▸ WHAT YOU HAVE TO DO: Your task is to gather the lines below that hold the string "structure".

▸ EXERCISE INPUTS:
#####
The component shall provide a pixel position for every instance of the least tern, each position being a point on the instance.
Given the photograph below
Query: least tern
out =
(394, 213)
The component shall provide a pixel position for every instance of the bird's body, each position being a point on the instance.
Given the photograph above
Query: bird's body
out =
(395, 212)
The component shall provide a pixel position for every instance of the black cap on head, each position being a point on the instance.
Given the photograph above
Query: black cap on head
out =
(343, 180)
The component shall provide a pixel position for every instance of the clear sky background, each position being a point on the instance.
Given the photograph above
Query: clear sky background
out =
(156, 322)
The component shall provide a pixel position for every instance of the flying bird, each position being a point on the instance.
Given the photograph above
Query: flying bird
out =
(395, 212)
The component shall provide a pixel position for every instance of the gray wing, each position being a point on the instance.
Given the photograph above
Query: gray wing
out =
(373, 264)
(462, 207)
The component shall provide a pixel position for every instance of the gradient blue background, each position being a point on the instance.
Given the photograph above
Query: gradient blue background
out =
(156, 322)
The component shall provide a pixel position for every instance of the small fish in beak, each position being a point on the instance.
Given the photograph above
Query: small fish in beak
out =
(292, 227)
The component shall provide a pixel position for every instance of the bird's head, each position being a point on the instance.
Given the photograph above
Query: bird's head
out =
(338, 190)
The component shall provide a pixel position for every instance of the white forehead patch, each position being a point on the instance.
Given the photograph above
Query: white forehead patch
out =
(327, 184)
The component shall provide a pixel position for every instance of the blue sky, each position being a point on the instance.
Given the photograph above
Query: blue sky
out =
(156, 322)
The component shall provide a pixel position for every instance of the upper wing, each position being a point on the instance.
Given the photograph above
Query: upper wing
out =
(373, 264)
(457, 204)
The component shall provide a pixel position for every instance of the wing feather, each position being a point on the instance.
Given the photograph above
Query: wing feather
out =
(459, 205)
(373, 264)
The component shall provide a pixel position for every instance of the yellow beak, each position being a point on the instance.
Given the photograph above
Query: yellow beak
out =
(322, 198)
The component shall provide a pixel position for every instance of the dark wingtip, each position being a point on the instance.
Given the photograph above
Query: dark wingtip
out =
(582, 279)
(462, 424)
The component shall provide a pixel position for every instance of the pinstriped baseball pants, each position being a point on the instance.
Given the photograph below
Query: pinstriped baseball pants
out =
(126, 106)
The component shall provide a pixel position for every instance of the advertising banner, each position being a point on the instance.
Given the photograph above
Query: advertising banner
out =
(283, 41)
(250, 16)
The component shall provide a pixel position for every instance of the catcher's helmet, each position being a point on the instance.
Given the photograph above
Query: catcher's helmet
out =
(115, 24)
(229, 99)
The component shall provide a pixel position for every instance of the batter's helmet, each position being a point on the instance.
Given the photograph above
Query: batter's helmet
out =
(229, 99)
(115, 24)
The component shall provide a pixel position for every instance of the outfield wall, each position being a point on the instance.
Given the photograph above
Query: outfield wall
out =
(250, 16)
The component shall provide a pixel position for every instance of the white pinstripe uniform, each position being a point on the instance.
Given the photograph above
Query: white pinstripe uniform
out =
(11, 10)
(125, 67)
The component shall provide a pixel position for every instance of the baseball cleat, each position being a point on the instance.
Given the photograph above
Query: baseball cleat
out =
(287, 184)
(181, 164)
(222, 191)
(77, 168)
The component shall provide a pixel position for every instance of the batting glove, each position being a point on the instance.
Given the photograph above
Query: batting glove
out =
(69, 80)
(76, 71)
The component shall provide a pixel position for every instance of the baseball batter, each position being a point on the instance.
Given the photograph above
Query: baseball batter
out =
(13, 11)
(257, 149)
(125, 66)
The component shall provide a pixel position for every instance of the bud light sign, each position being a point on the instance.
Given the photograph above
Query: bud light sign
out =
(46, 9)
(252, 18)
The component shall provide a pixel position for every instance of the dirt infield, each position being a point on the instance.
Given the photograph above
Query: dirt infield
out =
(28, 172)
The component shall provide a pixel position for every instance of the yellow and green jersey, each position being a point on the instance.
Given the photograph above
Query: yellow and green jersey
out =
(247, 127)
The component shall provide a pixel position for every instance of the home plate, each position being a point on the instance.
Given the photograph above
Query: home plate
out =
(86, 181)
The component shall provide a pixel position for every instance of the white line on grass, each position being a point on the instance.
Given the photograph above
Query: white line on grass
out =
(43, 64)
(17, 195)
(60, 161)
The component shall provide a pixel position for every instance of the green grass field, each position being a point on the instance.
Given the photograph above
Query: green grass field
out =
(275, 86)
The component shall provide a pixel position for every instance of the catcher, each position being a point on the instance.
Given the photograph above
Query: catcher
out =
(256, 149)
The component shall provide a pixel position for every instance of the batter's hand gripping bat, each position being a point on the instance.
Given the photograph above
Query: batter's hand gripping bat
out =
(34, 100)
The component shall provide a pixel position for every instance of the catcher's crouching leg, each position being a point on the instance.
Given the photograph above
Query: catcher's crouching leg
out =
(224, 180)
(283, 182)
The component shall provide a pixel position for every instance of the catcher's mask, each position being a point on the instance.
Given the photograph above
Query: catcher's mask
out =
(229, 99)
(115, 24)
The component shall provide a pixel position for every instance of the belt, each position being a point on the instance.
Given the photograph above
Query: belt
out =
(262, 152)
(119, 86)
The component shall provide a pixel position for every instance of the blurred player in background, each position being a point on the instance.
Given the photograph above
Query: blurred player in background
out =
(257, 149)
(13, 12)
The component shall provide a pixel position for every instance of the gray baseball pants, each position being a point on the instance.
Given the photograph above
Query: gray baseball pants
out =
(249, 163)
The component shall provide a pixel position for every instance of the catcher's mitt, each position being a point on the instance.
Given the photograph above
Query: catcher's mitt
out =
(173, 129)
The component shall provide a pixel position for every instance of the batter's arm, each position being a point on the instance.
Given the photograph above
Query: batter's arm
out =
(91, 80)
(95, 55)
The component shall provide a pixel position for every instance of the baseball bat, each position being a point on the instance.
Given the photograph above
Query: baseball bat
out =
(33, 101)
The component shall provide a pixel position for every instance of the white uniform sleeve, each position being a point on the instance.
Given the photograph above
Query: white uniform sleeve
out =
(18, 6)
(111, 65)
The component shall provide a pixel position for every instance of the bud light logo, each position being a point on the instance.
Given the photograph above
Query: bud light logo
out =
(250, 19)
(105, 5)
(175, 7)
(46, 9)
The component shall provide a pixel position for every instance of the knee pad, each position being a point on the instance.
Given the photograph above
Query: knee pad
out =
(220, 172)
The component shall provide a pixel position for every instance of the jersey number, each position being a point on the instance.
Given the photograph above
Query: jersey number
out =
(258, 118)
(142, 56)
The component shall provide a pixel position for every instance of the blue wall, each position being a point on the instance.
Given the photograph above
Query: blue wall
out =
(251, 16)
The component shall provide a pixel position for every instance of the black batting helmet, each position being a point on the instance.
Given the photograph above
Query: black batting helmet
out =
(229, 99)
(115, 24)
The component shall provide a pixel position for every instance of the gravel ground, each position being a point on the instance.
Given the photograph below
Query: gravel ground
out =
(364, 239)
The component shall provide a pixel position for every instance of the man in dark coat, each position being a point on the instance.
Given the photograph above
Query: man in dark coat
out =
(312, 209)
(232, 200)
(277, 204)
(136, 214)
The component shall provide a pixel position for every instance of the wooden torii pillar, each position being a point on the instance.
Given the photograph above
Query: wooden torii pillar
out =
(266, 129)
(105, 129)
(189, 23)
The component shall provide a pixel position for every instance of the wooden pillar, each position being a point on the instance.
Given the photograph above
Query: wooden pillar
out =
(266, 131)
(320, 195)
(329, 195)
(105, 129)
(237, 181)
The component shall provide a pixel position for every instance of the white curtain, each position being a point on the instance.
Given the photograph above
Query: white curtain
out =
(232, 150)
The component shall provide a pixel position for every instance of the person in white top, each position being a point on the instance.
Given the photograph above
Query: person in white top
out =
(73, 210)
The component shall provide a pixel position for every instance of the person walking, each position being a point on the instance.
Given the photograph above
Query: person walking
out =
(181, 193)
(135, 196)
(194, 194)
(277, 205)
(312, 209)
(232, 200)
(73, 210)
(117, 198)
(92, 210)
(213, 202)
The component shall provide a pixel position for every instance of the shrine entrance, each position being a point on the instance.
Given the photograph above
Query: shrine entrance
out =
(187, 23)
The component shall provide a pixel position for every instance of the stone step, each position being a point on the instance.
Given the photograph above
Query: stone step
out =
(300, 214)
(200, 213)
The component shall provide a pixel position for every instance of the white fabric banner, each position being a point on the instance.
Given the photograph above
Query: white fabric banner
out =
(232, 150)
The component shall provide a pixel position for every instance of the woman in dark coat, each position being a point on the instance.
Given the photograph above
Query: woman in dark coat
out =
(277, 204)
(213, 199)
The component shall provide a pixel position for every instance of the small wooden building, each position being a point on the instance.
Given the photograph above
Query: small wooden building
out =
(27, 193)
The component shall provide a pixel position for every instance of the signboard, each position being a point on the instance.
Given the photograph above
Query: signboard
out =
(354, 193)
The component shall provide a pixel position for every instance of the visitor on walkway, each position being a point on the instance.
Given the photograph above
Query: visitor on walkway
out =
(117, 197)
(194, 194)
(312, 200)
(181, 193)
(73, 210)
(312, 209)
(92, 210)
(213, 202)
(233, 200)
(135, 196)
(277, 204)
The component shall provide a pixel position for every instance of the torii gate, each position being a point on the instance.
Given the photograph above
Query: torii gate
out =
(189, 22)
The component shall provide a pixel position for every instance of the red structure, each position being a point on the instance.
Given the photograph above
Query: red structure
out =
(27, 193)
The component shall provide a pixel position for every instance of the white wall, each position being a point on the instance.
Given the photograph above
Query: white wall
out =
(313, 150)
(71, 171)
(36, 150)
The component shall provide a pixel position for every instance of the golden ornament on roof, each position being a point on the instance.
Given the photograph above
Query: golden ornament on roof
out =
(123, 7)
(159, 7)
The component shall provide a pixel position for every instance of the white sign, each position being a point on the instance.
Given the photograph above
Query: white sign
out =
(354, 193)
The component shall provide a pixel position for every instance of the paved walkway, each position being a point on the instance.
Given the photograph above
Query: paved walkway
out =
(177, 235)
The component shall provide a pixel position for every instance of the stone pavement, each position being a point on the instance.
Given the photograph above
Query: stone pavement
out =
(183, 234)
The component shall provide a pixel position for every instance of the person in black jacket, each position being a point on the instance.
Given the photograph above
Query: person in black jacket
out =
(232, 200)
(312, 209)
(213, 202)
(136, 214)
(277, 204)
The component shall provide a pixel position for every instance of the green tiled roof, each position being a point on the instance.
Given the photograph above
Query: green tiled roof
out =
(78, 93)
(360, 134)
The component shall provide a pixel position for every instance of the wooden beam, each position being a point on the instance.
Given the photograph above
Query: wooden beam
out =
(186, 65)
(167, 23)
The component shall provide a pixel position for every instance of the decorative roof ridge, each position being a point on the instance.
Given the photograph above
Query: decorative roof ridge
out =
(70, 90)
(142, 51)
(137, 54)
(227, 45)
#####
▸ RESULT OF THE TASK:
The component shall provide a pixel position for every instance of the red structure, each position being a point on the instance.
Query: red structure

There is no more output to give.